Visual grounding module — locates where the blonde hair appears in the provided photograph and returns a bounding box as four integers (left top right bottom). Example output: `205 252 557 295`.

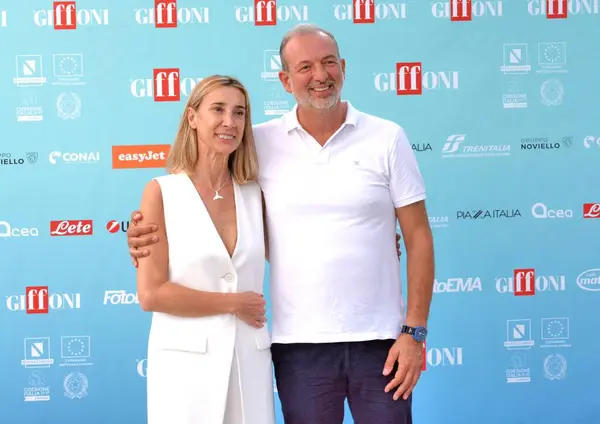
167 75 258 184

* * *

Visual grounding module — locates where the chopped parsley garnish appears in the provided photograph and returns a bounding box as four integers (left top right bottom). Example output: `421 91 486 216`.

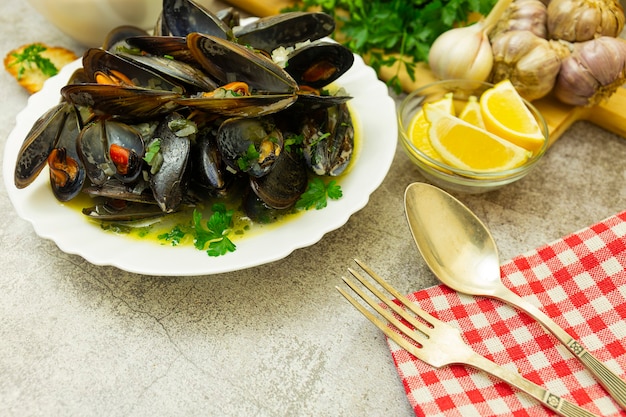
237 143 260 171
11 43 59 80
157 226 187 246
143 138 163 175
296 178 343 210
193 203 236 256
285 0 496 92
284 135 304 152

## TASK INSTRUCTIONS
Express the data from the line containing "Visual grounding module — locates where the blonde" up to and including the line containing "167 75 258 184" as a JSON list of strings, one per line, with blank lines dropped. Leave the pictures out.

## IN RESPONSE
[
  "Visual grounding module — locates where the blonde hair appears in the provided photograph and returns a bounding box as four integers (left top right bottom). Example output: `205 252 557 295`.",
  "167 75 258 184"
]